PODANY TEKST:
********************

Zarząd województwa podkarpackiego nie został odwołany. Wniosek złożony przez kluby PiS i PR poparło 12 radnych, 14 było przeciw odwołaniu, a troje wstrzymało się od głosu. Sporo emocji wywołała natomiast dyskusja poprzedzająca głosowanie.
ts
W czerwcu sejmik nie udzielił zarządowi absolutorium za wykonanie ubiegłorocznego budżetu. O podjęciu takiej decyzji zadecydował jeden głos. Zgodnie z ustawą o samorządzie województwa, nieudzielenie absolutorium jest równoznaczne ze złożeniem wniosku o odwołanie zarządu województwa. Jego autorem okazali się radni Prawa i Sprawiedliwości i Prawicy Rzeczypospolitej. I to właśnie ten fakt, wzbudził najwięcej emocji.

********************

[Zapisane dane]
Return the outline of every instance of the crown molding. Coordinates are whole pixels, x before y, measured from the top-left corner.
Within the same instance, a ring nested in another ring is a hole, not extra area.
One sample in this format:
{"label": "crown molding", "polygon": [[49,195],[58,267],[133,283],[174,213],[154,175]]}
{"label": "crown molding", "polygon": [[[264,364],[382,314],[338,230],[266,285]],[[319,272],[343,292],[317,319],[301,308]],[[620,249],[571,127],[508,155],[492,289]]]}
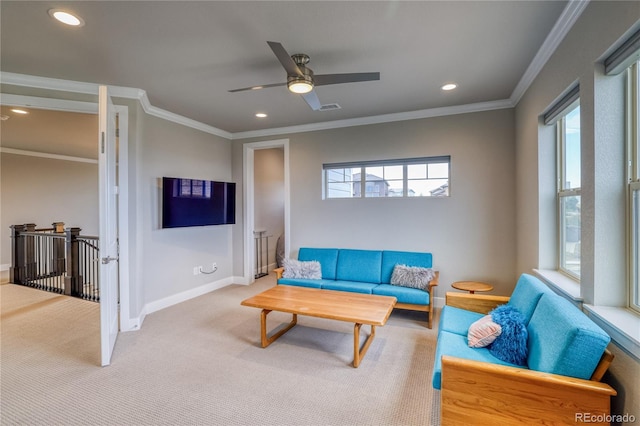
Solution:
{"label": "crown molding", "polygon": [[98,164],[98,160],[95,160],[93,158],[72,157],[70,155],[49,154],[47,152],[25,151],[23,149],[0,147],[0,152],[4,154],[26,155],[27,157],[48,158],[50,160],[75,161],[76,163]]}
{"label": "crown molding", "polygon": [[562,40],[573,27],[573,24],[578,20],[584,9],[589,4],[590,0],[570,0],[569,4],[564,8],[562,14],[556,21],[555,25],[547,35],[547,38],[540,46],[538,53],[534,56],[531,64],[522,75],[522,78],[513,89],[511,93],[511,103],[517,105],[524,96],[529,86],[533,83],[533,80],[538,76],[542,67],[547,63],[553,52],[556,51]]}
{"label": "crown molding", "polygon": [[[0,72],[0,82],[2,84],[8,84],[13,86],[35,87],[37,89],[56,90],[70,93],[82,93],[87,95],[97,95],[99,84],[84,83],[79,81],[61,80],[57,78],[40,77],[25,74],[16,74],[10,72]],[[163,110],[161,108],[151,105],[147,92],[142,89],[136,89],[132,87],[122,86],[109,86],[109,94],[115,98],[135,99],[140,102],[142,109],[149,115],[162,118],[183,126],[191,127],[200,130],[205,133],[220,136],[225,139],[232,139],[230,132],[218,129],[217,127],[209,126],[208,124],[201,123],[199,121],[192,120],[190,118],[174,114],[172,112]],[[7,99],[11,95],[2,94],[0,103],[9,104]],[[17,96],[17,95],[15,95]],[[56,104],[56,99],[51,99],[51,102],[47,106],[42,105],[42,108],[49,107],[49,109],[66,110],[63,107]],[[71,102],[71,101],[67,101]],[[23,105],[27,106],[27,105]],[[33,105],[32,105],[33,106]],[[66,110],[69,111],[69,110]],[[96,107],[97,111],[97,107]]]}
{"label": "crown molding", "polygon": [[255,137],[286,135],[291,133],[315,132],[318,130],[340,129],[344,127],[367,126],[372,124],[391,123],[395,121],[419,120],[422,118],[442,117],[446,115],[466,114],[470,112],[491,111],[495,109],[513,108],[509,99],[480,102],[467,105],[455,105],[442,108],[430,108],[418,111],[399,112],[393,114],[372,115],[369,117],[350,118],[346,120],[323,121],[320,123],[301,124],[298,126],[277,127],[233,133],[233,140]]}
{"label": "crown molding", "polygon": [[[544,65],[547,63],[553,52],[558,48],[576,20],[580,17],[590,0],[570,0],[562,14],[556,21],[551,32],[533,58],[531,64],[523,74],[522,78],[513,90],[509,99],[497,101],[481,102],[467,105],[456,105],[442,108],[431,108],[418,111],[401,112],[393,114],[375,115],[369,117],[352,118],[346,120],[325,121],[320,123],[302,124],[298,126],[279,127],[271,129],[252,130],[247,132],[227,132],[217,127],[201,123],[190,118],[174,114],[170,111],[151,105],[147,92],[142,89],[131,87],[109,86],[109,92],[113,97],[135,99],[140,102],[145,113],[178,123],[205,133],[216,135],[228,140],[247,139],[255,137],[266,137],[284,135],[300,132],[312,132],[319,130],[338,129],[353,126],[366,126],[371,124],[390,123],[396,121],[417,120],[423,118],[439,117],[445,115],[465,114],[469,112],[490,111],[495,109],[515,107],[524,93],[529,89],[535,78],[538,76]],[[98,84],[83,83],[77,81],[61,80],[56,78],[31,76],[0,72],[0,82],[15,86],[27,86],[40,89],[58,90],[73,93],[97,94]],[[7,99],[11,95],[3,94],[0,103],[8,103]],[[52,109],[56,109],[55,100],[52,100]],[[17,104],[15,104],[17,105]],[[26,106],[26,105],[25,105]],[[58,107],[61,108],[61,107]]]}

********************

DO ZROBIENIA:
• 1. Ilu radnych było przeciw odwołaniu zarządu według tekstu o zarządzie województwa podkarpackiego?
• 2. Wymień wszystkie sposoby głosowania nad wnioskiem o odwołanie zarządu, które podaje tekst o zarządzie województwa podkarpackiego, razem z liczbą radnych przy każdym z nich.
Odpowiadaj tylko na podstawie tekstu.

ODPOWIEDZI DO ZADAŃ:
• 1. 14 radnych.

• 2.
- Za wnioskiem: 12 radnych
- Przeciw odwołaniu: 14 radnych
- Wstrzymało się od głosu: troje radnych